What you are asked to do: The lines to return are those below that contain the word "target".

Start of Block

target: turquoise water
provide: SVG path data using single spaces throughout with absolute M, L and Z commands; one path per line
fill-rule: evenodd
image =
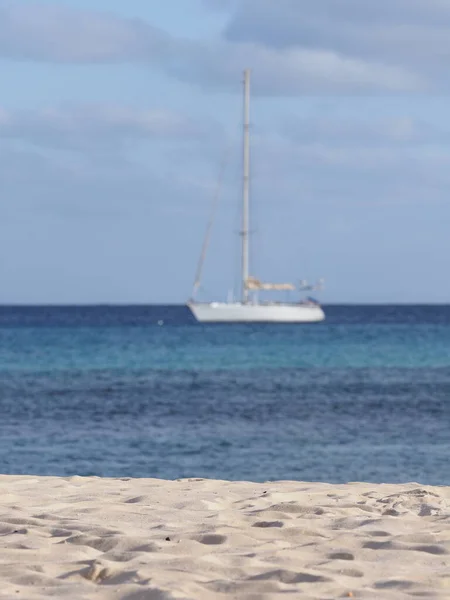
M 450 307 L 326 312 L 0 308 L 0 471 L 450 484 Z
M 450 365 L 450 326 L 314 325 L 33 327 L 2 331 L 0 368 L 438 368 Z

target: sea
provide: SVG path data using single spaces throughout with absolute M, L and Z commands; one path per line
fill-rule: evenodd
M 0 307 L 0 472 L 450 485 L 450 306 Z

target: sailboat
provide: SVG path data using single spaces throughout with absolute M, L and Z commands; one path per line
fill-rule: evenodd
M 205 237 L 194 289 L 188 307 L 201 323 L 315 323 L 325 319 L 319 302 L 306 298 L 298 302 L 260 302 L 261 291 L 293 291 L 320 289 L 317 285 L 301 282 L 265 283 L 250 275 L 249 267 L 249 182 L 250 182 L 250 70 L 244 71 L 244 136 L 243 136 L 243 190 L 242 190 L 242 249 L 241 279 L 242 296 L 240 301 L 197 302 L 195 297 L 200 287 L 202 265 L 205 258 L 209 230 Z

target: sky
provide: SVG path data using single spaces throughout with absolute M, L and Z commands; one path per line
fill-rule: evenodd
M 183 303 L 251 266 L 450 302 L 448 0 L 0 0 L 0 303 Z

End of Block

Task solution:
target: turquoise water
target: sea
target: sailboat
target: sky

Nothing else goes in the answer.